• [TASK REQUIREMENTS]: Pull out every line of the material below that contains the string "each". Letter case must match.

• [EXTRACTED RECORDS]:
* Begin *

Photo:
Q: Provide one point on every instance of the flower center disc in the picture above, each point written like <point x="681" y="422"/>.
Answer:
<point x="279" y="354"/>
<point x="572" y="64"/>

* End *
* Begin *

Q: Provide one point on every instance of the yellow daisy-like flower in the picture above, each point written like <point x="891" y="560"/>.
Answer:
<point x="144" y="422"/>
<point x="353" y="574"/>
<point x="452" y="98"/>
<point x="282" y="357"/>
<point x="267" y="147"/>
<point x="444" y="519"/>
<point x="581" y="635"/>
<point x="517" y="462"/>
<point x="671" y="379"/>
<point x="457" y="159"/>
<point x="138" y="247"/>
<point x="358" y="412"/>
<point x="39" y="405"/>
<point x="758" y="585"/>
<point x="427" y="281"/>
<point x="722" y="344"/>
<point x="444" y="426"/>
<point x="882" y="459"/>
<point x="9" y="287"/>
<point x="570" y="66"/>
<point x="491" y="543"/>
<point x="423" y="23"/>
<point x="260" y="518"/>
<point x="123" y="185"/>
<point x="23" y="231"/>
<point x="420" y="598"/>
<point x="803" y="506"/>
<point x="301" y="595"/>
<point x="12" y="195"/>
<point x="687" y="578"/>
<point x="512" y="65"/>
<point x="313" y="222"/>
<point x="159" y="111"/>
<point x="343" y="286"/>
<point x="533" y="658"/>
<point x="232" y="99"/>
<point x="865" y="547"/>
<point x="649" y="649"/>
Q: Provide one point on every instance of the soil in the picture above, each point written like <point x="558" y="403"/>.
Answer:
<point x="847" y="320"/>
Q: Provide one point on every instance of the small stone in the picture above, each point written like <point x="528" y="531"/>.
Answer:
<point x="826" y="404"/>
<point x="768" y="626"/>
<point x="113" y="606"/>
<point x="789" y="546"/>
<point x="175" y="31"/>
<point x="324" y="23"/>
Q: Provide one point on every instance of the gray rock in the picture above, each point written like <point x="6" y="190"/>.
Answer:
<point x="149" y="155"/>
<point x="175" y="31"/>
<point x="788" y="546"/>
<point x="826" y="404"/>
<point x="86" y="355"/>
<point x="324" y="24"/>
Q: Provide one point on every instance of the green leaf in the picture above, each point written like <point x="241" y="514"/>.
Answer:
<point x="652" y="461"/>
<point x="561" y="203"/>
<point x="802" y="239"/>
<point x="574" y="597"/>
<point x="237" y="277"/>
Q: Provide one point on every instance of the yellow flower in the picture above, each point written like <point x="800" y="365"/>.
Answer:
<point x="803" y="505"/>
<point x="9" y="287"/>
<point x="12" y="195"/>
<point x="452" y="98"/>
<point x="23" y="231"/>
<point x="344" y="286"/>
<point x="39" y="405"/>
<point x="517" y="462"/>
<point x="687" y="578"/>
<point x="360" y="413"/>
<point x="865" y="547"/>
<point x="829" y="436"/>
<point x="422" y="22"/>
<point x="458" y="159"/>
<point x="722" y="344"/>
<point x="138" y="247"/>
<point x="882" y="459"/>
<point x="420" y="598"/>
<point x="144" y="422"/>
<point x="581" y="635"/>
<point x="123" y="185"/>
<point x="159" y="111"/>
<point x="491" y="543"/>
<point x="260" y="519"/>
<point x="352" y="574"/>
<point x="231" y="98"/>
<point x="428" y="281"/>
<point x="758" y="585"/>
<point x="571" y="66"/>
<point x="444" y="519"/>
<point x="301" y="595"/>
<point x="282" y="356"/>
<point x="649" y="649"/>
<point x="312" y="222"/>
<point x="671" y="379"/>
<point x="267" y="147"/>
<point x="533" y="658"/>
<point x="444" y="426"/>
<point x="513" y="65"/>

* End *
* Begin *

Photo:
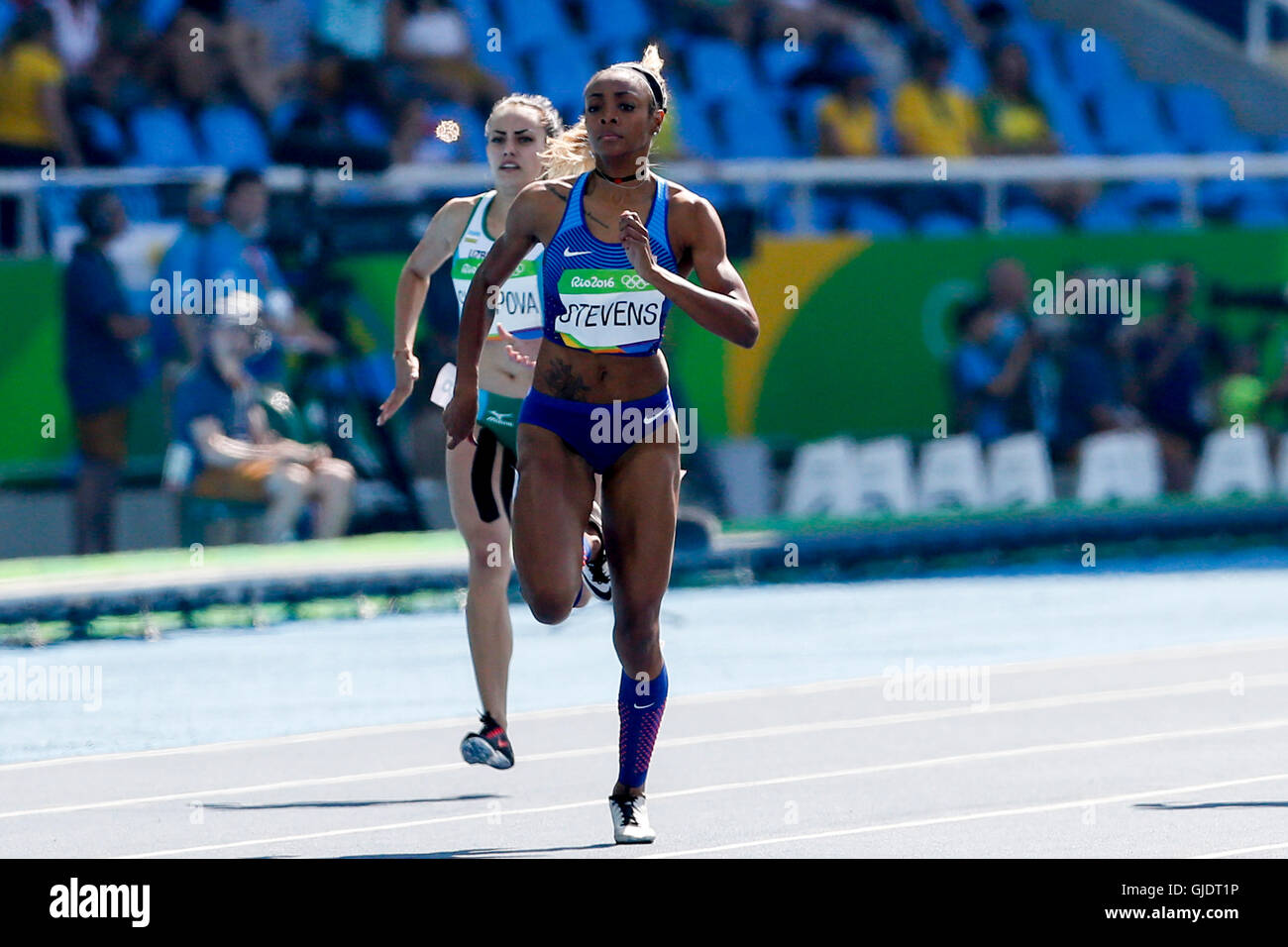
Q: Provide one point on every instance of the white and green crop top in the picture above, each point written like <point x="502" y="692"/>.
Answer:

* End *

• [CORRECT RESULT]:
Q: Provide one point on every instance of the flower center disc in the picture above, each point written like <point x="681" y="422"/>.
Q: Provide one point on every instance of the yellow daisy-like flower in the picture above, each point written like <point x="891" y="560"/>.
Q: Provide one point on every instance of the soil in the picture above, each point written like <point x="558" y="403"/>.
Q: Provide one point on every instance of the small stone in the picture above, each point written like <point x="528" y="531"/>.
Q: Provide one point on every instance of the gray rock in the picture above, each point written like <point x="6" y="190"/>.
Q: Provide one point on every instance of the green leaf in the picture above, each point written like <point x="241" y="514"/>.
Q: Provide one point on every instance of the yellow flower in the picture above, each point written like <point x="800" y="365"/>.
Q: Provide one point on every instance of the white and green crop top in the picture above, each point written like <point x="502" y="692"/>.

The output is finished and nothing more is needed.